_INPUT MATERIAL:_
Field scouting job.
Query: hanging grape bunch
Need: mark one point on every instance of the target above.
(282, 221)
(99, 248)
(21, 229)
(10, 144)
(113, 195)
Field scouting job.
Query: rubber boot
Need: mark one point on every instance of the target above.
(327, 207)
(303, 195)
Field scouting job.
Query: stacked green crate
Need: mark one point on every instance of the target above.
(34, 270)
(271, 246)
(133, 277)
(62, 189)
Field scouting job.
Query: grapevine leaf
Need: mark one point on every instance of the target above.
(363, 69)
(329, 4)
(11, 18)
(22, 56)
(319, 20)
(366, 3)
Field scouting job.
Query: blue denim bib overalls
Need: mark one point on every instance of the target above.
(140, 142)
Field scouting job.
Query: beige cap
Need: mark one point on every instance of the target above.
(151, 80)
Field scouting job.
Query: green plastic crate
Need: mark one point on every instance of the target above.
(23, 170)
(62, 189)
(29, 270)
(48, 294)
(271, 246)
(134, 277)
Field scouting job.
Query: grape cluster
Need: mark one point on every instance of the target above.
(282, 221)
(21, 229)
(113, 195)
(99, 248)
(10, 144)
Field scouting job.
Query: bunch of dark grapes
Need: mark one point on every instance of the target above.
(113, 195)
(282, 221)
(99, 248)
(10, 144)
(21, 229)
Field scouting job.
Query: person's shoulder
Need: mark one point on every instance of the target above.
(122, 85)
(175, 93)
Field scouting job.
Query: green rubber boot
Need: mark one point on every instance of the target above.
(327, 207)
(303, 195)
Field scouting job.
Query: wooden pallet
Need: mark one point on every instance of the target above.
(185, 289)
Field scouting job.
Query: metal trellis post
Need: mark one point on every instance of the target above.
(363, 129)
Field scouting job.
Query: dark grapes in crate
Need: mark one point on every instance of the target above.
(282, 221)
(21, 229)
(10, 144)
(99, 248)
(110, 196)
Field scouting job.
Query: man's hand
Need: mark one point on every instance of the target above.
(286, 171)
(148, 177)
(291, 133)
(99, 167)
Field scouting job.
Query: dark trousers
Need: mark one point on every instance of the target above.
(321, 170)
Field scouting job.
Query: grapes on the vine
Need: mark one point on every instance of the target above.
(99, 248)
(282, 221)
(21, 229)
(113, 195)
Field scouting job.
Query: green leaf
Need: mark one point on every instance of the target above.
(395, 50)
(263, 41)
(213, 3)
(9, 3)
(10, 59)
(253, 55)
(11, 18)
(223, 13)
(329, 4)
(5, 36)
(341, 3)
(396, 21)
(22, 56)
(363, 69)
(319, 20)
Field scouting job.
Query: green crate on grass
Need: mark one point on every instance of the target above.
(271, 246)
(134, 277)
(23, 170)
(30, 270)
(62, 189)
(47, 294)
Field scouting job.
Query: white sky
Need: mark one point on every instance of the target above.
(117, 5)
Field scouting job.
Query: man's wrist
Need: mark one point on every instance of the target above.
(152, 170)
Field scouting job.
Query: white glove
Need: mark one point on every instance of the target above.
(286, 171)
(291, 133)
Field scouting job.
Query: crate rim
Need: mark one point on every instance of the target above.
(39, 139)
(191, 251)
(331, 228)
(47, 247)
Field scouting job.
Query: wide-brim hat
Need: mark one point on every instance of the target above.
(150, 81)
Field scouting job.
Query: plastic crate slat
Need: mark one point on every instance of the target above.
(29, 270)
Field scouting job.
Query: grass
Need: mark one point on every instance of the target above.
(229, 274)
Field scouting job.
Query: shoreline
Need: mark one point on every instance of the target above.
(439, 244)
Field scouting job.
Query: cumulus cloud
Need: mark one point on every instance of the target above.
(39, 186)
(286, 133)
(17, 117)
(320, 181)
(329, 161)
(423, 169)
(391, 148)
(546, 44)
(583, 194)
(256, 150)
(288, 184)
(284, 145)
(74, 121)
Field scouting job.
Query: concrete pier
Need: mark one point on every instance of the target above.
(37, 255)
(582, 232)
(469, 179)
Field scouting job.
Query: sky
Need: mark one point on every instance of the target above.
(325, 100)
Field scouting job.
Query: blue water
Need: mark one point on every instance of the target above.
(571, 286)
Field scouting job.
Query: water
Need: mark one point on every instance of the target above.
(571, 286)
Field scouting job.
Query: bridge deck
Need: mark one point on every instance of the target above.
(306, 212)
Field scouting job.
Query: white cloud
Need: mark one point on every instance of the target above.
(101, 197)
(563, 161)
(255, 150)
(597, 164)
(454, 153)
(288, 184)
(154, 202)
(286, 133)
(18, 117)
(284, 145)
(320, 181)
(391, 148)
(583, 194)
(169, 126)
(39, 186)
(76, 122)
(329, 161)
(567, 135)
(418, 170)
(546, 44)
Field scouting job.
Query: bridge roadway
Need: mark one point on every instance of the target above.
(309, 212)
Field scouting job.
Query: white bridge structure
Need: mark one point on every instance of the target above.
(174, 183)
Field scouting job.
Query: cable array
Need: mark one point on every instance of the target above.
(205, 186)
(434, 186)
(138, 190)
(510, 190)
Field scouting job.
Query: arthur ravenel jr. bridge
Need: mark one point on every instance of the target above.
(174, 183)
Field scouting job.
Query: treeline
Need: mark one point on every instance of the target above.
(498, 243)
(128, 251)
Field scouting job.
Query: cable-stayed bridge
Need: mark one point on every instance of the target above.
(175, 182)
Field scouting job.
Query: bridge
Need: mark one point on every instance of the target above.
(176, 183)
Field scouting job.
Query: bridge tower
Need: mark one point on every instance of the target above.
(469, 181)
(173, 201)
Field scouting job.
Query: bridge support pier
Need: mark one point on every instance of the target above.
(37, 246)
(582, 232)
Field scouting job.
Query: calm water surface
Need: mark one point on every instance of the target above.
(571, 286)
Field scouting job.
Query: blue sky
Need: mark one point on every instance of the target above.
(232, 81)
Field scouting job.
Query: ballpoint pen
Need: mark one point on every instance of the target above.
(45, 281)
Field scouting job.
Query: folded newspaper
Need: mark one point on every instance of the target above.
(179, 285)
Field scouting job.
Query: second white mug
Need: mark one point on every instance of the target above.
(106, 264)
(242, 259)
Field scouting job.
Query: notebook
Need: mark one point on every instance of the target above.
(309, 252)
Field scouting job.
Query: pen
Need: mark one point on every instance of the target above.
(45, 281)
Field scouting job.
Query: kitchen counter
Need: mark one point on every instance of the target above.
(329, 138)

_TASK DESCRIPTION:_
Give back the whole listing. Match it exactly.

_RESPONSE BELOW:_
Field scouting job.
Query: hanging grape bunch
Need: mark one point on every instance of the target above.
(282, 221)
(99, 248)
(21, 229)
(10, 144)
(113, 195)
Field scouting job.
Query: rubber boot
Need: mark one point on every instance of the target above.
(327, 207)
(303, 195)
Field scouting job.
Query: stacked green crate
Need: mark one point on every instance of the target above.
(34, 270)
(271, 246)
(133, 277)
(62, 189)
Field scouting job.
Query: grapevine leaf
Need: mark one point on every instance of the target above.
(363, 69)
(329, 4)
(11, 18)
(22, 56)
(319, 20)
(366, 3)
Field scouting job.
Query: blue denim bib overalls
Need: mark one point on every instance of the target above.
(140, 142)
Field scouting job.
Query: beige cap
Need: mark one point on every instance of the target above.
(151, 80)
Field scouting job.
Query: green plastic crate
Need: mark one point on every instance of the target above.
(23, 170)
(62, 189)
(29, 270)
(48, 294)
(271, 246)
(134, 277)
Field scouting job.
Query: grape cluster
Need: mark one point on every instance of the target above.
(282, 221)
(21, 229)
(113, 195)
(99, 248)
(10, 144)
Field scouting job.
Query: bunch of dark grapes
Need: mark one point on every instance of the target above.
(113, 195)
(282, 221)
(99, 248)
(10, 144)
(21, 229)
Field scouting job.
Query: person's shoulder
Need: mark one point on every instance of the target above.
(122, 85)
(175, 93)
Field scouting job.
Query: green rubber boot
Need: mark one point on every instance of the target above.
(327, 207)
(303, 195)
Field scouting job.
Query: wooden pallet
Need: mark one point on every instance of the target above.
(185, 289)
Field scouting job.
Query: metal trellis post
Need: mark one point on every instance of the target above.
(363, 129)
Field scouting job.
Query: dark grapes in crate
Need: mark one point on every instance of the target above.
(282, 221)
(21, 229)
(10, 144)
(99, 248)
(110, 196)
Field scouting job.
Query: man's hand
Need: mark one point on every instance of the target above.
(286, 171)
(148, 177)
(291, 133)
(99, 167)
Field scouting job.
Query: dark trousers
Need: mark one point on every instance of the target above.
(321, 170)
Field scouting job.
Query: grapes on the vine
Need: mark one point on every instance of the target above.
(99, 248)
(282, 221)
(21, 229)
(113, 195)
Field scouting job.
Query: green leaf
Need: mark one point on every instance of the target above.
(395, 50)
(263, 41)
(213, 3)
(9, 3)
(10, 59)
(253, 55)
(11, 18)
(223, 13)
(329, 4)
(5, 36)
(341, 3)
(396, 21)
(22, 56)
(363, 69)
(319, 20)
Field scouting job.
Query: green crate on grass
Need: mark one point on every instance of the target above.
(271, 246)
(134, 277)
(23, 170)
(30, 270)
(62, 189)
(47, 294)
Field scouting job.
Query: white sky
Need: mark one point on every instance of the target above.
(117, 5)
Field scouting job.
Query: man's wrist
Need: mark one point on every instance of the target above.
(152, 170)
Field scouting job.
Query: white glove
Need: mark one point on every instance of the target above.
(286, 171)
(291, 133)
Field scouting job.
Query: crate rim
Need: mark one point on every instance of the target above.
(39, 139)
(191, 251)
(331, 228)
(47, 247)
Field scouting job.
Query: wide-brim hat
Need: mark one point on every instance of the target above.
(150, 81)
Field scouting job.
Query: plastic crate slat
Need: mark one point on every instance of the target above.
(29, 270)
Field scouting job.
Query: grass
Need: mark one point on every instance of the target above.
(229, 274)
Field scouting job.
Query: shoreline
Need: mark one point on every instance of the target above.
(439, 244)
Field scouting job.
Query: cumulus cloud
Need: mark one point on every instance of the target above.
(39, 186)
(286, 133)
(17, 117)
(320, 181)
(329, 161)
(423, 169)
(391, 148)
(546, 44)
(583, 194)
(256, 150)
(288, 184)
(284, 145)
(74, 121)
Field scouting job.
Query: concrete pier
Need: mark one point on every instance of the target above.
(37, 255)
(582, 232)
(469, 179)
Field scouting job.
Query: sky
Need: mark one point on every instance of the target above.
(325, 100)
Field scouting job.
Query: blue water
Need: mark one point on every instance of the target above.
(571, 286)
Field scouting job.
Query: water
Need: mark one point on every instance of the target above.
(571, 286)
Field scouting job.
Query: bridge deck
Need: mark one point on every instance of the target above.
(306, 212)
Field scouting job.
Query: white cloud
Need: mark one point on every instance of the target above.
(101, 197)
(563, 161)
(255, 150)
(597, 164)
(454, 153)
(288, 184)
(154, 202)
(286, 133)
(18, 117)
(284, 145)
(320, 181)
(391, 148)
(583, 194)
(169, 126)
(39, 186)
(76, 122)
(329, 161)
(567, 135)
(418, 170)
(546, 44)
Field scouting job.
Query: bridge roadway
Need: mark one point on every instance of the target above.
(309, 212)
Field scouting job.
Query: white bridge structure
Need: mark one point on every instance of the target above.
(174, 183)
Field scouting job.
Query: cable array
Need: mark one point on every instance of the target above.
(205, 186)
(434, 186)
(138, 190)
(510, 190)
Field scouting job.
Query: arthur ravenel jr. bridge
Need: mark one point on every instance of the target above.
(174, 183)
Field scouting job.
Query: treeline
Need: mark one point on every instance of the target above.
(498, 243)
(128, 251)
Field scouting job.
Query: cable-stayed bridge
Need: mark one point on every instance of the target above.
(175, 182)
Field scouting job.
Query: bridge
Need: mark one point on every instance of the target above.
(176, 183)
Field scouting job.
Query: bridge tower
Need: mark one point on every instance of the target above.
(469, 181)
(173, 201)
Field scouting job.
Query: bridge support pier
Need: mark one point on every instance of the target above.
(37, 246)
(582, 232)
Field scouting job.
Query: calm water surface
Need: mark one point on every instance of the target above.
(571, 286)
Field scouting job.
Query: blue sky
Need: mark one point on every instance of the target above.
(232, 81)
Field scouting job.
Query: ballpoint pen
Need: mark one point on every instance of the target above.
(45, 281)
Field scouting job.
Query: folded newspaper
Need: mark one point on every instance of the target above.
(179, 285)
Field scouting job.
Query: second white mug
Need: mark one point on every instance of the target above.
(106, 264)
(242, 259)
Field scouting job.
Query: notebook
Need: mark one point on every instance of the target above.
(309, 252)
Field scouting job.
Query: pen
Need: mark one point on every instance of the target above.
(45, 281)
Field scouting job.
Query: kitchen counter
Need: mark one point on every instance of the target above.
(329, 138)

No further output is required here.